The problem: What is needed is an exact copy of every entry below, with the pictures left out.

Data for this exercise:
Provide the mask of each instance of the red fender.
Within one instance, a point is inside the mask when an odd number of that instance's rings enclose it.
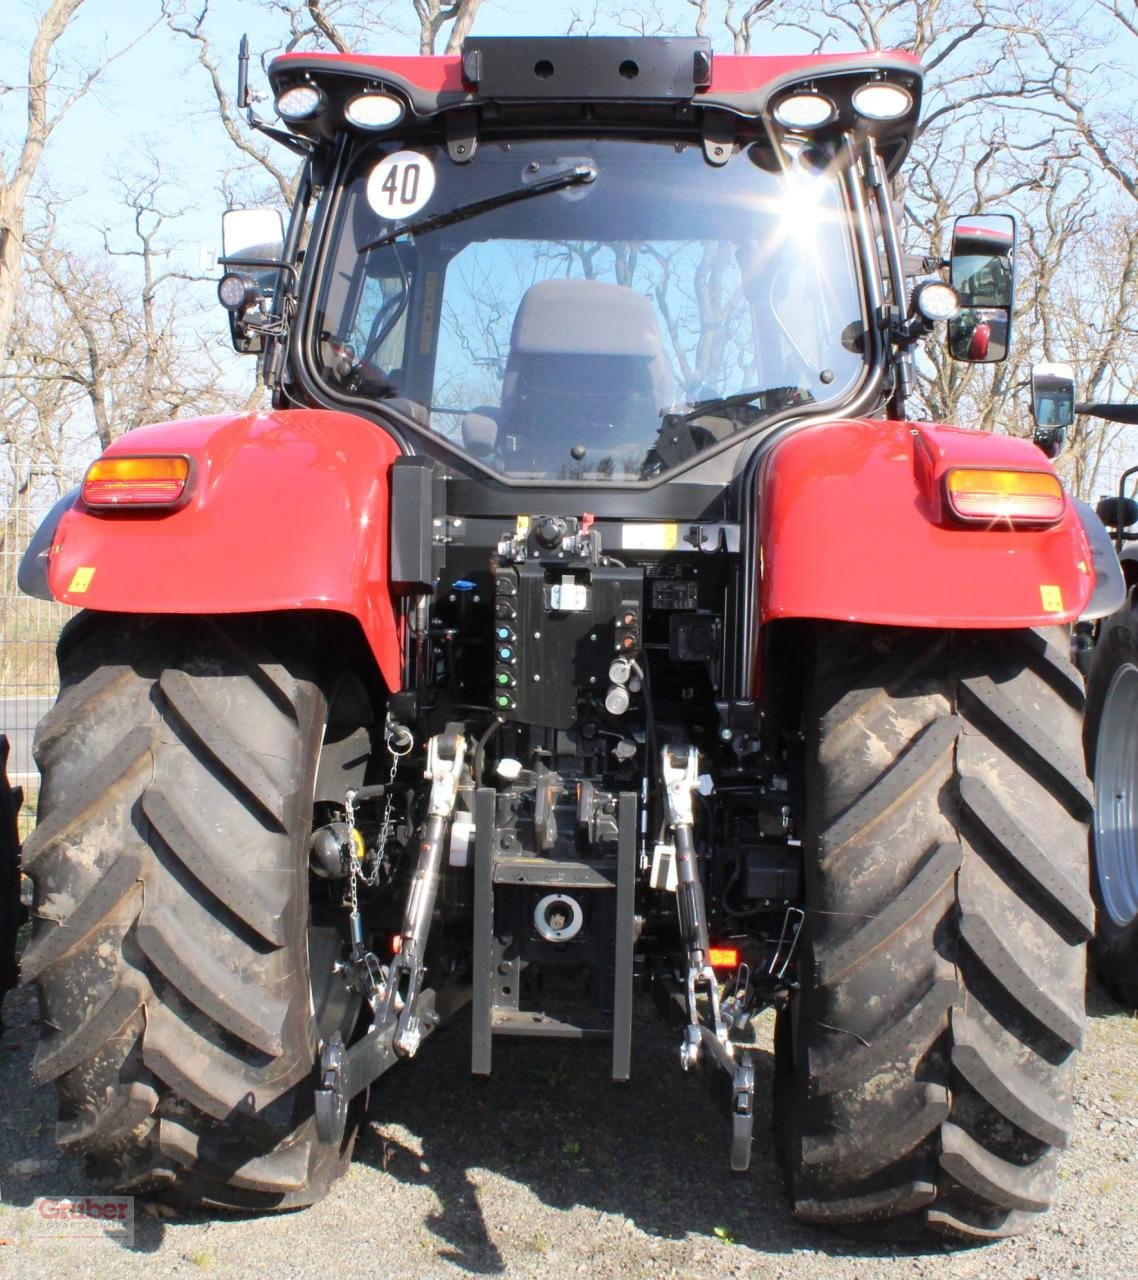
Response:
[[[1053,472],[1029,440],[928,423],[821,423],[779,441],[759,471],[761,618],[915,627],[1073,622],[1094,567],[1071,503],[1057,524],[953,523],[953,467]]]
[[[398,689],[388,587],[396,442],[352,414],[286,409],[142,427],[105,456],[164,453],[192,460],[185,505],[95,514],[77,503],[48,559],[55,598],[124,613],[349,613]]]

Answer below:
Provide the mask of each instance of the red fender.
Within one instance, a point is inside the mask when an odd number of that instance's rings enclose it.
Response:
[[[1053,472],[1029,440],[928,423],[821,423],[779,441],[759,471],[761,618],[915,627],[1073,622],[1094,567],[1071,503],[1057,524],[953,523],[953,467]]]
[[[398,689],[388,587],[396,442],[352,414],[286,409],[142,427],[105,456],[164,453],[192,460],[185,505],[95,514],[77,503],[48,559],[55,598],[124,613],[349,613]]]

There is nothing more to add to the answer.